Set problem: Word for word, transcribe the lines from the one containing "of the striped" through the end of the entries, both included, and nothing else.

** start of Provided information **

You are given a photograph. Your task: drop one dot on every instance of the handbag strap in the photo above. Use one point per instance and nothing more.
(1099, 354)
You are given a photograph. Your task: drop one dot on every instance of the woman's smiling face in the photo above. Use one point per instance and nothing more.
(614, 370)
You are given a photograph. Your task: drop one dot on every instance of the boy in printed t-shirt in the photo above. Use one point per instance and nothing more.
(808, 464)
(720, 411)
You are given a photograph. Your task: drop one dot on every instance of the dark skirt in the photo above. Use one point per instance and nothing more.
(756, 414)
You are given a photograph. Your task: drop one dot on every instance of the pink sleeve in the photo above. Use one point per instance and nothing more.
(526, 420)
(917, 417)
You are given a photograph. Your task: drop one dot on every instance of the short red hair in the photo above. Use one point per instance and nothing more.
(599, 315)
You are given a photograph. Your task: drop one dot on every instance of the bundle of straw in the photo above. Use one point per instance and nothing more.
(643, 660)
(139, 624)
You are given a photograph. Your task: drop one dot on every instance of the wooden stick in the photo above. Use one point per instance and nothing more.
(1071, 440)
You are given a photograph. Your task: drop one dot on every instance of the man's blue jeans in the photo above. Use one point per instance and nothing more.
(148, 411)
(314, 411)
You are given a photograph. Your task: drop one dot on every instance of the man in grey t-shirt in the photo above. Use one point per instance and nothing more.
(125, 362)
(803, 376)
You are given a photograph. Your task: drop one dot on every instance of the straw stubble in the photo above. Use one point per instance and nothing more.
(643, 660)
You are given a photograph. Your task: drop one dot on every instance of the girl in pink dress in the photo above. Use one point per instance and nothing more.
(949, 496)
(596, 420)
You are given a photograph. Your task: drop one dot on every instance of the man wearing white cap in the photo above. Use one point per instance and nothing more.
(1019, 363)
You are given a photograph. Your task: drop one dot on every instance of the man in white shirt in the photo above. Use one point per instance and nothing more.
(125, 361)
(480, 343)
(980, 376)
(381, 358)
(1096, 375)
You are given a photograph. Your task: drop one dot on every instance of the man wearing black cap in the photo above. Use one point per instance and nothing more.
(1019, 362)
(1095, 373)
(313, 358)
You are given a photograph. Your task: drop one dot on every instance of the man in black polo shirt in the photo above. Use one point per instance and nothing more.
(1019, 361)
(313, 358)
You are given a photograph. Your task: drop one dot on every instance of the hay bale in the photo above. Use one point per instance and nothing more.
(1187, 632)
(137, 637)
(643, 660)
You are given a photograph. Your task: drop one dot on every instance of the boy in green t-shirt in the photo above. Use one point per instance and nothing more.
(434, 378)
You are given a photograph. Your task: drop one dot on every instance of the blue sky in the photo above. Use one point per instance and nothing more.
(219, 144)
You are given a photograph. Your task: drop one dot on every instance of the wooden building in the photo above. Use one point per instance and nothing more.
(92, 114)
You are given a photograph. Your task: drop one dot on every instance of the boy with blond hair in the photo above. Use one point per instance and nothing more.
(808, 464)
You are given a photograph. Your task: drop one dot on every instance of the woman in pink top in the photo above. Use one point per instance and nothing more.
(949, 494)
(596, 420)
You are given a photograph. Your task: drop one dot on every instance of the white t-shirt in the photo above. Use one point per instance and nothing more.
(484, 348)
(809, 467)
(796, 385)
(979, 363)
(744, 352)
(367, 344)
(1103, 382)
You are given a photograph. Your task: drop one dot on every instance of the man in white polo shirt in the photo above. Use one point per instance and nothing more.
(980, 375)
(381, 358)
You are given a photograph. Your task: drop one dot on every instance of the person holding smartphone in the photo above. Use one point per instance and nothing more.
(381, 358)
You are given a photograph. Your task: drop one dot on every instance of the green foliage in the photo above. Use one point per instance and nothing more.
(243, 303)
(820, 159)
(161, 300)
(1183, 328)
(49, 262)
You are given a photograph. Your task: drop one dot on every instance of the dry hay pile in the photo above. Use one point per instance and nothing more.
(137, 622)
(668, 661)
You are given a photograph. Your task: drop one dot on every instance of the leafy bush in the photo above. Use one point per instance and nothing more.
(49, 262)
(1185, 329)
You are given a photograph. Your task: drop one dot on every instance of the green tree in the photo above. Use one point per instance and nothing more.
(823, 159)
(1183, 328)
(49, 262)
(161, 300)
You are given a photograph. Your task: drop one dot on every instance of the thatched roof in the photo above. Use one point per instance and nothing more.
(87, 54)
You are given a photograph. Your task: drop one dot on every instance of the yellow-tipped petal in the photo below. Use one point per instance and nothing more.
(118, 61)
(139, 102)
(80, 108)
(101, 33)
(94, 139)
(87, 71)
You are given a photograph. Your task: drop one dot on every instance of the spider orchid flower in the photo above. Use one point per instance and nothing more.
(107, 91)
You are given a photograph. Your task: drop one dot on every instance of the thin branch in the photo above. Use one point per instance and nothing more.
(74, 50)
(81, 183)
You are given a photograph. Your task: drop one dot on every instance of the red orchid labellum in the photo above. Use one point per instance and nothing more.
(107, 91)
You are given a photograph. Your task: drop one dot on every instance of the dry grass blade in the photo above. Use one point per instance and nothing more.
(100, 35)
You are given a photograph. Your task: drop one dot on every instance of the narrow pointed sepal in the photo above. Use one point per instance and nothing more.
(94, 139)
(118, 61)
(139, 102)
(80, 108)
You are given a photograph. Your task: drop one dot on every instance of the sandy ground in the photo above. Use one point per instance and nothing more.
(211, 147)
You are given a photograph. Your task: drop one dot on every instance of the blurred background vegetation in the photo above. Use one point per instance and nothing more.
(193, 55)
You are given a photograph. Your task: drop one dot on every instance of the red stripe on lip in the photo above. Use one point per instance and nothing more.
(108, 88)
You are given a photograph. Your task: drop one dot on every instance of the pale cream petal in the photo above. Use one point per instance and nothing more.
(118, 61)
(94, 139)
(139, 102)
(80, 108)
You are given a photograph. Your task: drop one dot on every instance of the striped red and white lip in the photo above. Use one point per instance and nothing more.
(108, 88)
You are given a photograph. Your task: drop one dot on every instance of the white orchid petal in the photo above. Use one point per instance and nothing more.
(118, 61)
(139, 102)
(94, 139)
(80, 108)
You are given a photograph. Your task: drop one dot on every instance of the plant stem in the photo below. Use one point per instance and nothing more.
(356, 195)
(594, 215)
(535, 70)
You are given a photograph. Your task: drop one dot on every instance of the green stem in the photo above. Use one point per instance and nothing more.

** end of Provided information **

Solved exercise:
You are given a photograph. Your task: drop one dot on every instance of the striped red and white lip in the photo above. Use one point per instance and nothing more.
(108, 88)
You are given a photograph. Your task: drop one dot on every instance of the white orchid petal in the photo above. Use one point per instance and nothing more.
(118, 61)
(139, 102)
(94, 139)
(80, 108)
You are given a photograph. Your task: drop one dot on every instance of the plant stem in the photo below. Use one point per instance and nothing more.
(356, 195)
(594, 215)
(535, 70)
You are given a photograph. Your task: drop one dot on every instance of the green stem in the photo above. Use one point per instance and nothing more.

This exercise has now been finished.